### Set exercise A
Find every line of the listing below that contains the string "window", and copy each of those lines.

### Document
══════════════════════════════

In addition, the hot ductility of steels is also influenced by strain rate. For example, Zheng et al. [10] studied the effect of strain rate from 0.005 to 0.5 s⁻¹ on the hot ductility of a Cr-Mo steel, indicating that increasing the strain rate improved the hot ductility because the formation of ferrite was promoted at a higher strain rate but with no sufficient time to grow up. Similarly, the hot ductility of an 18Mn18Cr0.6N steel at the strain rate range of 0.001 to 10 s⁻¹ was investigated by Wang et al. [11], showing that a higher strain rate was beneficial for grain refinement and preventing hot cracking, which led to improved hot ductility. Regarding the microalloyed steels, Crowther et al. [12] analyzed the hot ductility of microalloyed steels with different strain rates between 3 × 10⁻² s⁻¹ and 3 × 10⁻⁴ s⁻¹. The results showed that the best hot ductility was obtained at the highest strain rate of 3 × 10⁻² s⁻¹, and the deterioration of hot ductility at lower strain rates was caused by retarding the onset of dynamic recrystallization by grain boundary precipitates. In addition, the influence of strain rate on the hot ductility of a V-containing steel slab was investigated by Großeiber et al. [13] at strain rates of 3 × 10⁻⁴ s⁻¹ to 0.3 s⁻¹. They claimed that the hot ductility improved with the increase in strain rate and the fracture mode changed from intergranular to transgranular. Imperfectly, the testing temperatures in their study only ranged from 700 to 850 °C.

══════════════════════════════

### Set exercise B
Decide whether each statement agrees with the passage on strain rate and hot ductility above. Answer yes or no for each, and quote the words from the passage that settle it.
(i) Zheng et al. examined strain rates from 0.005 to 0.5 s⁻¹ in a Cr-Mo steel.
(ii) Crowther et al. obtained the best hot ductility at the lowest strain rate they tested.
(iii) Großeiber et al. reported that the fracture mode changed from transgranular to intergranular.

══════════════════════════════

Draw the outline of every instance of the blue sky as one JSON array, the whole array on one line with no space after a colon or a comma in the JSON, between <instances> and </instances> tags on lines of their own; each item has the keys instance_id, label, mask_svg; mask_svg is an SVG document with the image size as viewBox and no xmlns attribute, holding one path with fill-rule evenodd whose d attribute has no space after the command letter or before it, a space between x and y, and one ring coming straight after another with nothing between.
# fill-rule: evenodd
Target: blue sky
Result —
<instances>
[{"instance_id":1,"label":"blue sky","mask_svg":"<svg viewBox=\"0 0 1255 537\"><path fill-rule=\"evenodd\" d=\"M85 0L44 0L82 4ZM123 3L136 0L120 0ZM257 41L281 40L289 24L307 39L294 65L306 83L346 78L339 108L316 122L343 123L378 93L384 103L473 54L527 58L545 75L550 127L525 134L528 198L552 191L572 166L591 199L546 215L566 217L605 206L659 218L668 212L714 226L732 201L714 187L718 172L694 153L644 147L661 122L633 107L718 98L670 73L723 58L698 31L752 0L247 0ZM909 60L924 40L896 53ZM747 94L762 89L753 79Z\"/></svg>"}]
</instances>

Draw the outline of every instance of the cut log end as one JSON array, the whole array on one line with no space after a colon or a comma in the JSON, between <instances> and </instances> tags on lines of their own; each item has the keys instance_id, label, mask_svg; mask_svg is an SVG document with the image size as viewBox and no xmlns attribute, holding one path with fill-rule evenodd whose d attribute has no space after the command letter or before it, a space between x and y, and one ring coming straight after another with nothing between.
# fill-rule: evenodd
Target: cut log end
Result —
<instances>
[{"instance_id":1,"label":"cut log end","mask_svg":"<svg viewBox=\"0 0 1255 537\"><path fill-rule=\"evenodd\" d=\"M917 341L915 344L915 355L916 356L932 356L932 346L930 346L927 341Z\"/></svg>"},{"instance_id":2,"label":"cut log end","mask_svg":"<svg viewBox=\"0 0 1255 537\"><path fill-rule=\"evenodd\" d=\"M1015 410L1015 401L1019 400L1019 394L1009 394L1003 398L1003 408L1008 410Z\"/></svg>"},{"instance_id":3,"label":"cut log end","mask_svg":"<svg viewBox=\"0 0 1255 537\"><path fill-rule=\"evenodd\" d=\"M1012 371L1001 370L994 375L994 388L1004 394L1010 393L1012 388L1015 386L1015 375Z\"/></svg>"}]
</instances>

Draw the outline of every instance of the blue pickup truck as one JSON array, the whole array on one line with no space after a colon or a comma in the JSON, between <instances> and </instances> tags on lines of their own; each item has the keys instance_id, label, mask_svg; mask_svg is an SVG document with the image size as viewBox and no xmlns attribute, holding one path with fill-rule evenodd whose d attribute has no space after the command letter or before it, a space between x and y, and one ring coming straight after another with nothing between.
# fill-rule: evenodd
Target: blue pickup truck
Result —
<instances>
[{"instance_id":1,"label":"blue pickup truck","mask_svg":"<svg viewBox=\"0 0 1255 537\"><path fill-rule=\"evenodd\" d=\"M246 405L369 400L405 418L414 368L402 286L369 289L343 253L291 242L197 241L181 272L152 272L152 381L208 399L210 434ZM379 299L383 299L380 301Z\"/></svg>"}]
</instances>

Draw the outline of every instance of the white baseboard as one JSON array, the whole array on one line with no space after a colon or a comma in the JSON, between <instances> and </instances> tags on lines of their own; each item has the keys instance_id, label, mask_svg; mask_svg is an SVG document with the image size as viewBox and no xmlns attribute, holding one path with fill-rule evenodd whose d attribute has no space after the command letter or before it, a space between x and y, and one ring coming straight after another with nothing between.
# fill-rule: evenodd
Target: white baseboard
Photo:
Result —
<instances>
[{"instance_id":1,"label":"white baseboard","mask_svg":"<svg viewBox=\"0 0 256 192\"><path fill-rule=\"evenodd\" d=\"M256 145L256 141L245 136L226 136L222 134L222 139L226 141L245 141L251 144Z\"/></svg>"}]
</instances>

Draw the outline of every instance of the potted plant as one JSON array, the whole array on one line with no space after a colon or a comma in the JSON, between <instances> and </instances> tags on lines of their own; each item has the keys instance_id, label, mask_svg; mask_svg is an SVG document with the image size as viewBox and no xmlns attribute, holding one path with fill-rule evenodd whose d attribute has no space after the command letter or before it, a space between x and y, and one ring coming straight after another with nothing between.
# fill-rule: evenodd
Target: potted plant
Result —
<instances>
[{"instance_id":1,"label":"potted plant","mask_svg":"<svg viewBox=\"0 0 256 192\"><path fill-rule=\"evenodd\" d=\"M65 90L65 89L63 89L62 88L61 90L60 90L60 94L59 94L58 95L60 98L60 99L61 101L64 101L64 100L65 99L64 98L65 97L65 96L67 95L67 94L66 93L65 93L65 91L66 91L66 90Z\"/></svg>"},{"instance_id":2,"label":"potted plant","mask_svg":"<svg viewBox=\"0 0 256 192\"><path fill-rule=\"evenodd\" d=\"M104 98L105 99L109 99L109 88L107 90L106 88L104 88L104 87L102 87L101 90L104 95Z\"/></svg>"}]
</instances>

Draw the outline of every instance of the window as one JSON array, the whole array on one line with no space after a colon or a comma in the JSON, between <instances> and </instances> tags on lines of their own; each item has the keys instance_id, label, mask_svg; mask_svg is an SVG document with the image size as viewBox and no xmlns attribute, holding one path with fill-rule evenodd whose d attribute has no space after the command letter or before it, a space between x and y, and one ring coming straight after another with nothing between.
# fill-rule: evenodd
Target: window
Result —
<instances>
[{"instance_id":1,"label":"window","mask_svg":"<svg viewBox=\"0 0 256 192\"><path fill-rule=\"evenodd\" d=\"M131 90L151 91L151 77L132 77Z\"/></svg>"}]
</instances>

══════════════════════════════

### Task output A
Draw the outline of every instance of the window as one JSON array, the whole array on one line with no space after a colon or a comma in the JSON, between <instances> and </instances> tags on lines of their own; each item has the keys instance_id, label, mask_svg; mask_svg is an SVG document with the image size as viewBox and no xmlns attribute, holding one path with fill-rule evenodd whose d attribute has no space after the command letter or before it, a space between x and y, and one ring coming straight after another with nothing between.
Target: window
[{"instance_id":1,"label":"window","mask_svg":"<svg viewBox=\"0 0 256 192\"><path fill-rule=\"evenodd\" d=\"M131 90L151 91L151 77L132 77Z\"/></svg>"}]

### Task output B
(i) Yes: "studied the effect of strain rate from 0.005 to 0.5 s⁻¹ on the hot ductility of a Cr-Mo steel"
(ii) No: "the best hot ductility was obtained at the highest strain rate of 3 × 10⁻² s⁻¹"
(iii) No: "the fracture mode changed from intergranular to transgranular"